Exercise aim:
Print, exactly as they appear in the listing below, the lines from the line with "[(546, 396), (118, 170), (157, 215)]" to the line with "Target: glossy leaf", with both end lines kept.

Material provided:
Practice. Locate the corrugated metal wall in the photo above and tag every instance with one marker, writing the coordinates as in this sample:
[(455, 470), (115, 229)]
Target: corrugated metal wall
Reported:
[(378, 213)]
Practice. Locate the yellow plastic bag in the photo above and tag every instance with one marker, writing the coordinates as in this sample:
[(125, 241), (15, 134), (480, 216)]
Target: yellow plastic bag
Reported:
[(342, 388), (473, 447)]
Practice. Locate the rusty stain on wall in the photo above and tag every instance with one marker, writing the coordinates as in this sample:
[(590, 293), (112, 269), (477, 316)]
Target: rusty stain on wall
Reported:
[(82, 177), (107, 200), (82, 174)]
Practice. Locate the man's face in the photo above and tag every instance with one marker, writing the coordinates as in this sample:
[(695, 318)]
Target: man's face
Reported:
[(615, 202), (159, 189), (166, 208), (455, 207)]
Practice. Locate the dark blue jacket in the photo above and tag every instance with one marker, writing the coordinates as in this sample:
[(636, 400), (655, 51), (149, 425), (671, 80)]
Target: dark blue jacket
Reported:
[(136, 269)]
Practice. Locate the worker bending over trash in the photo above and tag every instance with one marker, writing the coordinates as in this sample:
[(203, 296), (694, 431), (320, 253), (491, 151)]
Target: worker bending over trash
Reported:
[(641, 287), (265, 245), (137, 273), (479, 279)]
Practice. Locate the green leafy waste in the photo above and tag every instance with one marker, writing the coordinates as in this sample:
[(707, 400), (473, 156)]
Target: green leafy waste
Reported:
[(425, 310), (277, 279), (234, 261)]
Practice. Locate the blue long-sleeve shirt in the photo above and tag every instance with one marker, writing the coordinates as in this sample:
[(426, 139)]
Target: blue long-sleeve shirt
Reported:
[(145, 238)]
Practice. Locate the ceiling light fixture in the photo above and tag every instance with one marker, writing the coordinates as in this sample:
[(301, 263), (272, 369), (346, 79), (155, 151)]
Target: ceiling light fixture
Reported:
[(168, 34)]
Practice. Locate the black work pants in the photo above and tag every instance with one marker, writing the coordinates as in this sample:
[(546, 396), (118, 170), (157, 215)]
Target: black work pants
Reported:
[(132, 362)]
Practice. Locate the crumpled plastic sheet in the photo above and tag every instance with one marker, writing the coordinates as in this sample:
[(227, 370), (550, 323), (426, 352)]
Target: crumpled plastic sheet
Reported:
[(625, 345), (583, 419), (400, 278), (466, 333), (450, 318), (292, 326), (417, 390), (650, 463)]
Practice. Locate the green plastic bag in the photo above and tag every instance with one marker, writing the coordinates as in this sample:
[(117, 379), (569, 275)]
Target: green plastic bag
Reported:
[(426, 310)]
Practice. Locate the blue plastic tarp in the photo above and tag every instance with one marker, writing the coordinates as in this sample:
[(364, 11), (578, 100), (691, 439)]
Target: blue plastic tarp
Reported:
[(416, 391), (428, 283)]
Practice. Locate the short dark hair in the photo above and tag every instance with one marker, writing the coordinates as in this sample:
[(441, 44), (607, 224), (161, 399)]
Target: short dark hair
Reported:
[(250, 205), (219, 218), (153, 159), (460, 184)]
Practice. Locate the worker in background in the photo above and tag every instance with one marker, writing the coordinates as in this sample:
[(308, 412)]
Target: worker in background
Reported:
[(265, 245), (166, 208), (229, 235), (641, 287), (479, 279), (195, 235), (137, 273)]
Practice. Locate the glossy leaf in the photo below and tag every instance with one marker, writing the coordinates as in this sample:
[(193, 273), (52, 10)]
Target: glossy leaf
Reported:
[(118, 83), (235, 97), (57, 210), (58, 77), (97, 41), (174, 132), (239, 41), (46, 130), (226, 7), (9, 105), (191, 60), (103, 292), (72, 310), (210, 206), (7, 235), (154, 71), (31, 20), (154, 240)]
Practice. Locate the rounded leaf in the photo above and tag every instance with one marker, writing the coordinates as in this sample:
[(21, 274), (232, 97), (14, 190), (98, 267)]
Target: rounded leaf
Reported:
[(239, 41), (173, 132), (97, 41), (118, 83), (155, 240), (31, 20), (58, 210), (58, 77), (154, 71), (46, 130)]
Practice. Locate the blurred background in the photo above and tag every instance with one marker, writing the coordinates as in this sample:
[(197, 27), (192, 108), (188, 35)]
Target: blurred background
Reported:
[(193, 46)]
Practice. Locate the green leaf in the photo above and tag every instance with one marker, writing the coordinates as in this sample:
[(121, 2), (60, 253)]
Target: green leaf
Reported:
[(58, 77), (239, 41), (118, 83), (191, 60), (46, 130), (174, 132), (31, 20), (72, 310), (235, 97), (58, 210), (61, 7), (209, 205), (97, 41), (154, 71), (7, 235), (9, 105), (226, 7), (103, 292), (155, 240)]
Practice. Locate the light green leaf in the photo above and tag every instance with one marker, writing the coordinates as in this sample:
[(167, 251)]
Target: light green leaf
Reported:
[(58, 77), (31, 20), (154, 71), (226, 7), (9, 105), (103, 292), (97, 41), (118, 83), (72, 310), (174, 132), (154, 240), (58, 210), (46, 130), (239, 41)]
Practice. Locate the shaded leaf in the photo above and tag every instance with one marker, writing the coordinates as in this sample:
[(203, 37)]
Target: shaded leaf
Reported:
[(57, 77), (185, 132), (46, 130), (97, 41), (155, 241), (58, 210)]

Problem solution:
[(546, 396), (118, 170), (157, 215)]
Target: black work pants
Reported:
[(132, 362)]
Practice. Locate the crumpled plastic sheet in the photo above and tag every instance with one marker, writing the coordinates as in this sample:
[(227, 370), (550, 323), (426, 352)]
Target: crumpled plastic sheet
Reported:
[(625, 345), (583, 419), (400, 278), (466, 333), (450, 318), (292, 326), (417, 390), (650, 463)]
Practice. Locate the green plastic bag in the photo above and tag every instance with one marker, writing the coordinates as in this sample:
[(117, 379), (569, 275)]
Target: green plastic bag
Reported:
[(426, 310)]
Practice. Locate the blue plastic tarp in the photo above and tag every instance with one marker, writing the coordinates as in this sample:
[(364, 11), (578, 100), (691, 439)]
Target: blue plastic tarp
Reported:
[(416, 391), (428, 283)]
Practice. Locate the short dark hair in the photo above and tag every instance with one marker, writing the coordinates as in this sample:
[(441, 44), (607, 224), (161, 399)]
Target: short dark hair
Reported:
[(250, 205), (219, 218), (153, 159), (460, 184)]
Practice. Locate the worker in background in the photo above and tag every instance with one marker, writing the coordinates as in this sample:
[(308, 412)]
Target: worker in background
Reported:
[(265, 245), (166, 208), (229, 235), (641, 287), (479, 279), (195, 235), (137, 273)]
Practice. Locate the glossy leaf in the photo below and tag every instance with one marker, writing the coordinates as in this sample:
[(193, 273), (52, 10)]
Target: glossy leaf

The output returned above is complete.